Work instructions:
Below are entries; count the lines containing the string "tile". The answer is that number alone.

---- Recorded information

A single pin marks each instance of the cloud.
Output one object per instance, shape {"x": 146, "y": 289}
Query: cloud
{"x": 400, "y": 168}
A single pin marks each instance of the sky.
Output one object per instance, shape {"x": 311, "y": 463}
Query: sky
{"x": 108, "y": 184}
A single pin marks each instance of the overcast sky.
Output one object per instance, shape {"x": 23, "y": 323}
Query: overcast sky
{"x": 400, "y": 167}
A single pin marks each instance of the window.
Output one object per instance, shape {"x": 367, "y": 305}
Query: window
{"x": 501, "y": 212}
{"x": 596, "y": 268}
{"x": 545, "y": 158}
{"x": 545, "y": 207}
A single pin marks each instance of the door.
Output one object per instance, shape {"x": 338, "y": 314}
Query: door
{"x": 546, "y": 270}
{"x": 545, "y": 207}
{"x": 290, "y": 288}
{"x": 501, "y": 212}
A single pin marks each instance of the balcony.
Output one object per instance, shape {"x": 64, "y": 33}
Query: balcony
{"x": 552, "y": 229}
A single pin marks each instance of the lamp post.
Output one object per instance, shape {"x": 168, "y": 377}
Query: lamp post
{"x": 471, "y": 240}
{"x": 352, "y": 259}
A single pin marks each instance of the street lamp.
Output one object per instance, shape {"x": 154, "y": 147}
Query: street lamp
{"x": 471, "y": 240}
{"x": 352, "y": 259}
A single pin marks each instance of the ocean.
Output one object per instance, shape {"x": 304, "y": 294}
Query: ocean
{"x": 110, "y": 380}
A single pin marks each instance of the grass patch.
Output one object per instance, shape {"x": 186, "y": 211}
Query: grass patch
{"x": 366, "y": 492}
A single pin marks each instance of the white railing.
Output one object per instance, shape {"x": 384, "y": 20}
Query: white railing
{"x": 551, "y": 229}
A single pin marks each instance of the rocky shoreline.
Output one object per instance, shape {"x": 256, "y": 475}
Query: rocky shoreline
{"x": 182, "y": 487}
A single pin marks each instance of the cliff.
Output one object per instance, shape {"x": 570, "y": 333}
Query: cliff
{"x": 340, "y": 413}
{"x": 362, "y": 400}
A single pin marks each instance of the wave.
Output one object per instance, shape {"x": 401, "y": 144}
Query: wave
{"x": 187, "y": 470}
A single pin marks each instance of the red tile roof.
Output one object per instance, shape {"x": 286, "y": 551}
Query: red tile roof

--------

Answer to this problem:
2